▶ [WHAT THE TASK ASKS]
Below is a listing. Write out exactly its lines between the one holding "Query: tree foliage" and the one holding "Format — one point per instance, like (410,252)", inclusive.

▶ [RECORDS FOR PROCESSING]
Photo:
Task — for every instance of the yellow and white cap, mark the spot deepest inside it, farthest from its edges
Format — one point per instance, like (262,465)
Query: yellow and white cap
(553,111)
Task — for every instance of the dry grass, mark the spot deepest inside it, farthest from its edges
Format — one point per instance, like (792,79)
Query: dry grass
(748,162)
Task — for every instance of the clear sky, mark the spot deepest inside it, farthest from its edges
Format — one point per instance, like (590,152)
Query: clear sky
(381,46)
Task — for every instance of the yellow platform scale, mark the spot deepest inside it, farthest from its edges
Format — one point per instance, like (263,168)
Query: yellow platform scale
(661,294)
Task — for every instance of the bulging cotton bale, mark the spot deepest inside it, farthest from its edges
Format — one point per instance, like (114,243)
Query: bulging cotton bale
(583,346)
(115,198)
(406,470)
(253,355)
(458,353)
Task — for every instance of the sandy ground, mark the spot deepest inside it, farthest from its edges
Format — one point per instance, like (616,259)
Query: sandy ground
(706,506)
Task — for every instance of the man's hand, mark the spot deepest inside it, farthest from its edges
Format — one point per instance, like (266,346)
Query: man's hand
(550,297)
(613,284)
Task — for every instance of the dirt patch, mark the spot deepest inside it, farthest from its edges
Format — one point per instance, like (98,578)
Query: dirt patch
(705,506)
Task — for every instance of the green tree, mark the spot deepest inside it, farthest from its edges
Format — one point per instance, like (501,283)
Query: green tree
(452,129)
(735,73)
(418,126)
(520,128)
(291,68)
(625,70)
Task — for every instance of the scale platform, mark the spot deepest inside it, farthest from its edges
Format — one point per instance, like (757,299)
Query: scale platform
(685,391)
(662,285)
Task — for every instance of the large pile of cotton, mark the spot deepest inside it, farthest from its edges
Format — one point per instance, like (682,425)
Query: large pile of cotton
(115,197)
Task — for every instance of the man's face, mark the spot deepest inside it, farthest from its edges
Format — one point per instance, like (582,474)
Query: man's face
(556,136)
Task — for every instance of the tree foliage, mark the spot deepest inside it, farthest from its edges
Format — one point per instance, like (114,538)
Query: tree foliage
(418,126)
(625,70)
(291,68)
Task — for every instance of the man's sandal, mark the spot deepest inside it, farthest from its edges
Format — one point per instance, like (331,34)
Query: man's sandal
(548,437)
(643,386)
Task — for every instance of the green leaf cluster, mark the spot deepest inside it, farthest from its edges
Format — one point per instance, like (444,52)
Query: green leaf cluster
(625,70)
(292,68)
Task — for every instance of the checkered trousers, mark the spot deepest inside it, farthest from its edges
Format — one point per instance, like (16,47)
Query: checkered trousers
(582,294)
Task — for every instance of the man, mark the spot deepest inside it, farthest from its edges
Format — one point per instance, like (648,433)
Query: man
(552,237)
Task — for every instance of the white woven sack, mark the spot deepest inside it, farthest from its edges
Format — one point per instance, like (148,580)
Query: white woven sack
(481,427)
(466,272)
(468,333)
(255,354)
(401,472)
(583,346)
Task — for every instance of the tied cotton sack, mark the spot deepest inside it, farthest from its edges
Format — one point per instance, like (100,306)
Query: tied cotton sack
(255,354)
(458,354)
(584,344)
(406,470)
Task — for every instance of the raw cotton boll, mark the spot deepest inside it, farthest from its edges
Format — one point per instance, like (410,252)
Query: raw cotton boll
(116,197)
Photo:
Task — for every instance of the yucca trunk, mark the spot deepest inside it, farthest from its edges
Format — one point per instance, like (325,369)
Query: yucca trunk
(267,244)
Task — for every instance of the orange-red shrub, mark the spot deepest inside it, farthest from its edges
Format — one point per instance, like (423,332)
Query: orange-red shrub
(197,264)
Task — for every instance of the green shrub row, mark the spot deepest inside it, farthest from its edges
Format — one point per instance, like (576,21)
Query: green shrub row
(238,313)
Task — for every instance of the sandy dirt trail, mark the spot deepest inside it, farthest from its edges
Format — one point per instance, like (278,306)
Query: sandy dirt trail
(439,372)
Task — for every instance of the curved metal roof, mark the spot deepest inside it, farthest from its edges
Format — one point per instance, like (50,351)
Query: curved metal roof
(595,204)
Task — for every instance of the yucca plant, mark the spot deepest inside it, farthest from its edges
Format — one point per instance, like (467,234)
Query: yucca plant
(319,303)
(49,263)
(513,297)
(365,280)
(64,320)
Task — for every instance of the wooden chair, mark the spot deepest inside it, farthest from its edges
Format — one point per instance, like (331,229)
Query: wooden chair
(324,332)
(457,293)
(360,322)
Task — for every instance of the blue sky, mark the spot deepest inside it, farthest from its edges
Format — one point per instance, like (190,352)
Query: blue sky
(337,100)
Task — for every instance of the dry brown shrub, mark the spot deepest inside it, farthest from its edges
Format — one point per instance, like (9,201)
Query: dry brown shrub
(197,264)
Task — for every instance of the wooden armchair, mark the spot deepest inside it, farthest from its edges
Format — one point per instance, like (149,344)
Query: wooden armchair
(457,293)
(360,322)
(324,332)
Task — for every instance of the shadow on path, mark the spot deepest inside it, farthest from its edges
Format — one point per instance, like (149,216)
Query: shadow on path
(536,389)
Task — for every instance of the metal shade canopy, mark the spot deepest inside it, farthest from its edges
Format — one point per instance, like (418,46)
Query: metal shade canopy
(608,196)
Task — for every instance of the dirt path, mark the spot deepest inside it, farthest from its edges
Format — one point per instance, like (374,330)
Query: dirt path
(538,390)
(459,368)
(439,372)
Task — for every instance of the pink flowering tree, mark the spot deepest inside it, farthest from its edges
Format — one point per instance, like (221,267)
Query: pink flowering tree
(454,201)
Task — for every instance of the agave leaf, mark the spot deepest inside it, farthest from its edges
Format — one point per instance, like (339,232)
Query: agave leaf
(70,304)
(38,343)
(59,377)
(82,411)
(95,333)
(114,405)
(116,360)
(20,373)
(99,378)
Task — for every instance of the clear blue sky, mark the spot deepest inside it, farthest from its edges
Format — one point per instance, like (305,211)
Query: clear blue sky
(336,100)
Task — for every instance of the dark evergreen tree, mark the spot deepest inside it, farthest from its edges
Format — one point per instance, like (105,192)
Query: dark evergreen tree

▶ [EXERCISE ANSWER]
Query: tree foliage
(418,126)
(625,70)
(291,68)
Task — for every instance of the man's sandal, mark the spot deepest inside it, farthest from its edges
Format — one point per instance, like (331,34)
Query: man's sandal
(548,437)
(643,386)
Task — for every instance of the green leaf cluster, mark the spot deepest inside it, farthest from its edges
Format — one point per instance, like (444,52)
Query: green leaf cluster
(625,70)
(292,68)
Task — for every instance of the checkered trousers, mark the spot deepest inside it, farthest from its edges
Format — one point per instance, like (16,47)
Query: checkered trousers
(582,294)
Task — for every instance of the man, mark the spot deepest inside it, farthest from its edges
Format — one point per instance, like (648,433)
Query: man
(552,237)
Task — for every instance of the white woven sack, mark the spot deepest inside it, farthest from its edges
Format — one point per instance, like (148,580)
Query: white woven sack
(481,427)
(466,272)
(468,333)
(255,354)
(401,472)
(583,346)
Task — for every instance of the tied cotton sack, mark the spot deepest inside it, farthest from its edges
Format — one point per instance, like (100,306)
Query: tied cotton sack
(255,354)
(458,354)
(584,344)
(406,470)
Task — for every instance of the raw cotton boll, mark the spot deepest inside it, farthest from its edges
Format — one point per instance, like (410,252)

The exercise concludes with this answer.